Selected excerpt:
-- BEGIN --

# [Gameboy Translation Project] Ninja Mission: Doman's Revenge (Ayakashi no Shiro)



## Nagato (Oct 30, 2016)

https://gbatemp.net/threads/gameboy...evenge-ayakashi-no-shiro.446826/#post-7387112


----------



## summvs (Oct 30, 2016)

Edit note 01 Nov 2016: updated some things about the English version's name.

Thanks for starting the thread, Nagato!


It's been great working on this with Nagato, who I also worked with a few years ago on_The Nameless Game _(yikes, I just looked and it’s actually five years ago). If you remember that project and thread you'll know we knuckled down to the work of ROM-hacking and translation rather than posting updates constantly during the process, but I know people appreciate insight and progress reports too. So to that end I've written up a post about what we've done so far and what's left to do to make up for the fact that we didn’t say anything while the work so far was carried out. It's in question and answer format, just because.


*Why did you decide to fan-translate Ayakashi no Shiro, and why didn’t you recruit help from the community?*


*summvs: *I caught wind of the game through Jeremy Parish's essential YouTube series Game Boy World. It was never released outside Japan and therefore never translated into English. Jeremy mentions this in the video for this game and comments that it would take the work of a kindly fan translator to allow people to play this game in English. I took this as a challenge and as I’ll go into later, got in touch with Nagato, who was the programmer of the _Nameless Game/Nanashi no Geemu_ fan translation which I did.

-- END --

Given information:

-- BEGIN --

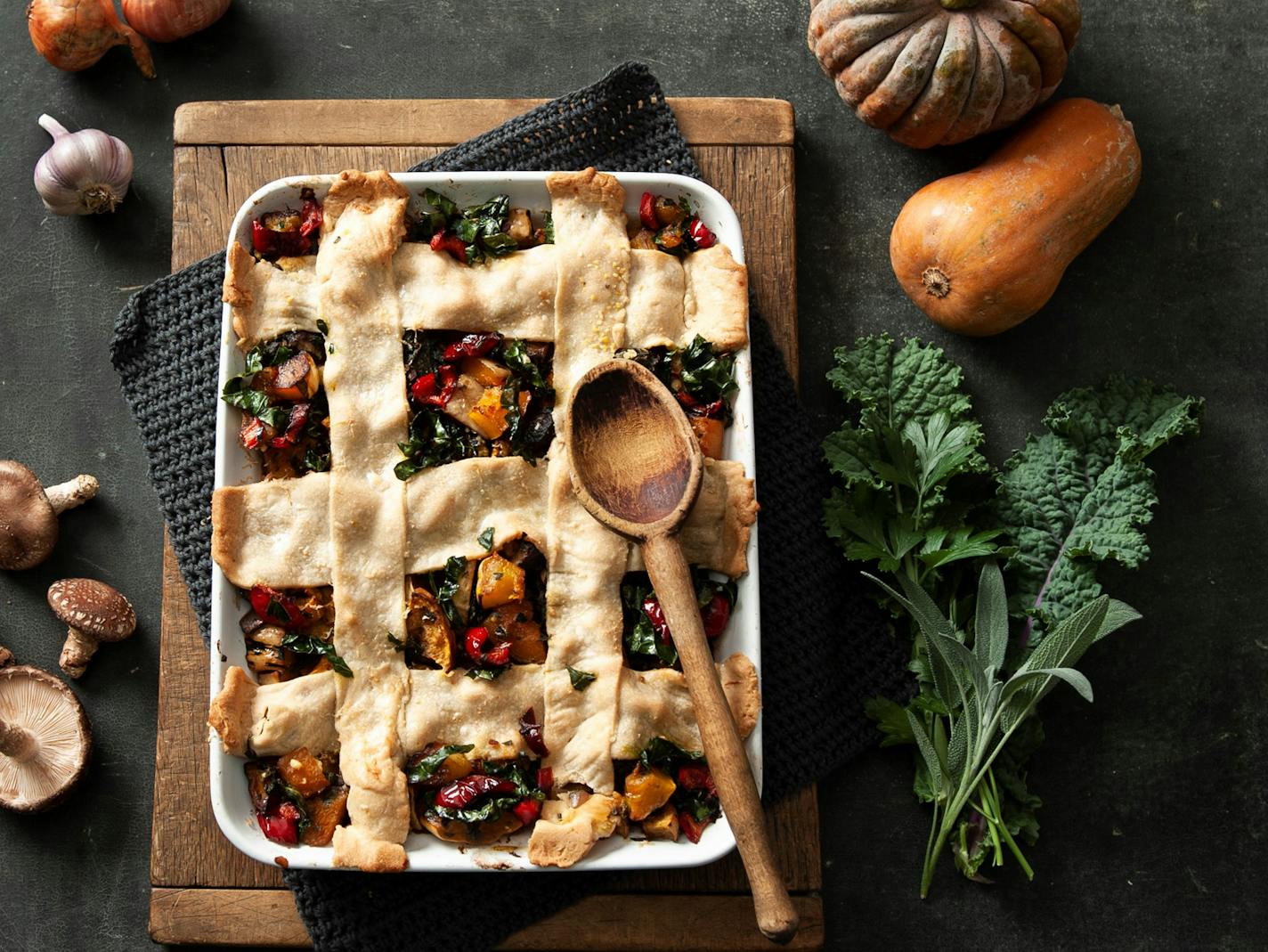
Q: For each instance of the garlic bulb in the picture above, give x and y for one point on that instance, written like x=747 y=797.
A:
x=83 y=171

-- END --

Required tasks:
[1] Name every person mentioned by name or username in the translation-project thread.
[2] Print the translation-project thread from "# [Gameboy Translation" up to and including "summvs (Oct 30, 2016)".
The material here has no connection to the translation-project thread.

Exercise responses:
[1] Nagato, summvs, Jeremy Parish

[2]
# [Gameboy Translation Project] Ninja Mission: Doman's Revenge (Ayakashi no Shiro)



## Nagato (Oct 30, 2016)

https://gbatemp.net/threads/gameboy...evenge-ayakashi-no-shiro.446826/#post-7387112


----------



## summvs (Oct 30, 2016)